PROBLEM STATEMENT: Which lines below contain the word "rear"? List every such line in full, matching case exactly.

--- begin DATA PROVIDED ---

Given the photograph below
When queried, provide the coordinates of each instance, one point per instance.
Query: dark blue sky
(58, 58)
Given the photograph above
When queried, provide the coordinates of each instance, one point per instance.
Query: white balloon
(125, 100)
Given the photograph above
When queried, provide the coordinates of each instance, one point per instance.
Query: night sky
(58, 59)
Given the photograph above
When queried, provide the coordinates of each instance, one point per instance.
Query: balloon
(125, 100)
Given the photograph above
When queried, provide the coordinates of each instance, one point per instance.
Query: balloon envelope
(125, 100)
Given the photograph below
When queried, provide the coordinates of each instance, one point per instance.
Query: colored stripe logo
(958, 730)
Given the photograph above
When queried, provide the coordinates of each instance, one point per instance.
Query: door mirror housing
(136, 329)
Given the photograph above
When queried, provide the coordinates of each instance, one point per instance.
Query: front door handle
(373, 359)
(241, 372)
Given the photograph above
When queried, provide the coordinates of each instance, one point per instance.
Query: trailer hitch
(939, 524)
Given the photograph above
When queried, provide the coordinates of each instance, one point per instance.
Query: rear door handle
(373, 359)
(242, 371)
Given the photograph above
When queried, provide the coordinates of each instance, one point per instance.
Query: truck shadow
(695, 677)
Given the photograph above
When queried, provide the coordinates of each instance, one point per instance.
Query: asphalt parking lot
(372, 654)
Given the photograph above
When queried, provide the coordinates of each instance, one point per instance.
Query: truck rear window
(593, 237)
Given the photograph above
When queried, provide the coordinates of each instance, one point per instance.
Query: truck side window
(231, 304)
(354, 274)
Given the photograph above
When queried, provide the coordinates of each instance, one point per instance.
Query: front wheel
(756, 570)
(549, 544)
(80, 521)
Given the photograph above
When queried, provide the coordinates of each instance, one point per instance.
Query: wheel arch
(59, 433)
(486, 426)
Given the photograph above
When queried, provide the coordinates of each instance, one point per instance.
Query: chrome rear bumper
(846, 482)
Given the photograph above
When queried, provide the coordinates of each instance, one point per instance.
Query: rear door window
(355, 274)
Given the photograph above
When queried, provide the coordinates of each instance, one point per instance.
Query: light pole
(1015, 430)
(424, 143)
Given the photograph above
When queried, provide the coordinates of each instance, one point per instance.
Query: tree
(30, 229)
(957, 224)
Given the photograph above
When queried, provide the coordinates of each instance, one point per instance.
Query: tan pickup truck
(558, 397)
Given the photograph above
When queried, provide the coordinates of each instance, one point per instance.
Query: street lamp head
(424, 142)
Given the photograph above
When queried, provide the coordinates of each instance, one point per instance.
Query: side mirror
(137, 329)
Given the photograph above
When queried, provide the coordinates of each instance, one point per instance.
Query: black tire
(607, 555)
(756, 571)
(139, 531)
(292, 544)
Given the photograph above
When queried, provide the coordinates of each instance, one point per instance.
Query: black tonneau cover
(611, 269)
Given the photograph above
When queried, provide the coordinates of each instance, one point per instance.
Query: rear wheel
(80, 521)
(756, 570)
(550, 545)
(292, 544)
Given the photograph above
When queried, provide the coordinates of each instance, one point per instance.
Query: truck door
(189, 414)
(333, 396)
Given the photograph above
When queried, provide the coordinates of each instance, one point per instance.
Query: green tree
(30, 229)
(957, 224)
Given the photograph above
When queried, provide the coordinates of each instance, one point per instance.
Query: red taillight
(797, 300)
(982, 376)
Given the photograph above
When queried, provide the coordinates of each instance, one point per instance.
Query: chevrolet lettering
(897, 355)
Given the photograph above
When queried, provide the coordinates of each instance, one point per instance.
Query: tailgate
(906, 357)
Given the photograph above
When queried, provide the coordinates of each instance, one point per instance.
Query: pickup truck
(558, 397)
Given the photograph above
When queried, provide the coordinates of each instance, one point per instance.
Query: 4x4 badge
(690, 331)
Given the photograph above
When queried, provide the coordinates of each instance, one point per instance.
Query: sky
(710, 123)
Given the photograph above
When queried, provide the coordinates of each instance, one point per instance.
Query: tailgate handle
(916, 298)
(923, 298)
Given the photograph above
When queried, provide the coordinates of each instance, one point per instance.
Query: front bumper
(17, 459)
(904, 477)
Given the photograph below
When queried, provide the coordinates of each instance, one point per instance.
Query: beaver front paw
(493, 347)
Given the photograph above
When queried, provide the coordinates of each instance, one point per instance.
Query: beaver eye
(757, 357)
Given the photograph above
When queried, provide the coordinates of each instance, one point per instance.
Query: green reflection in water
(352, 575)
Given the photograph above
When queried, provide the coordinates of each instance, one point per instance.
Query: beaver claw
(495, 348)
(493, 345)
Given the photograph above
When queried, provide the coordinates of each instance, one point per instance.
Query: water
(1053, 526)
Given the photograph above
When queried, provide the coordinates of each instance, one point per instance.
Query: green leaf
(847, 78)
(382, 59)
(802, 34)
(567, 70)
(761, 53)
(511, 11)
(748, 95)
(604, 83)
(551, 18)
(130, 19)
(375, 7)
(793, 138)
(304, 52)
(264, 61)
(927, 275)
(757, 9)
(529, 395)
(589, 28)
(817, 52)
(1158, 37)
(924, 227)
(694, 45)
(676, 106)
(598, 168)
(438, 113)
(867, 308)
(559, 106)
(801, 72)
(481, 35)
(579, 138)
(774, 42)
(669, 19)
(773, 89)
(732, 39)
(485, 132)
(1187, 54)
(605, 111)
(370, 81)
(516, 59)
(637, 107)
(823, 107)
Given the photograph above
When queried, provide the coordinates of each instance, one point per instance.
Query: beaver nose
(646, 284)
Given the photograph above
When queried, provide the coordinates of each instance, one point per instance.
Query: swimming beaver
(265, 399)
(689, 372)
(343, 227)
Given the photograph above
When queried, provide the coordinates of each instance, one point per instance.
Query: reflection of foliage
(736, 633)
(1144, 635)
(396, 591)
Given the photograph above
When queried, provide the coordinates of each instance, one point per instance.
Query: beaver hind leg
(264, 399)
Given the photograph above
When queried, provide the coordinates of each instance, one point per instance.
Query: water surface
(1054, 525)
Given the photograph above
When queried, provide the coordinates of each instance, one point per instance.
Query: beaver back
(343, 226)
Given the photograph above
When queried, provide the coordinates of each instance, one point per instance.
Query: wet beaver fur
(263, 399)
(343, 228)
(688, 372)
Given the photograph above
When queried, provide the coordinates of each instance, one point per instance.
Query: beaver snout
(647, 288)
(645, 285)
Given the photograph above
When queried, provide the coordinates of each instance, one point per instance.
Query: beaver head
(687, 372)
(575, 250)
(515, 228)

--- end DATA PROVIDED ---

FINISHED TASK:
Query: rear door handle
Query: truck rear window
Query: chrome rear bumper
Query: rear door window
Query: rear wheel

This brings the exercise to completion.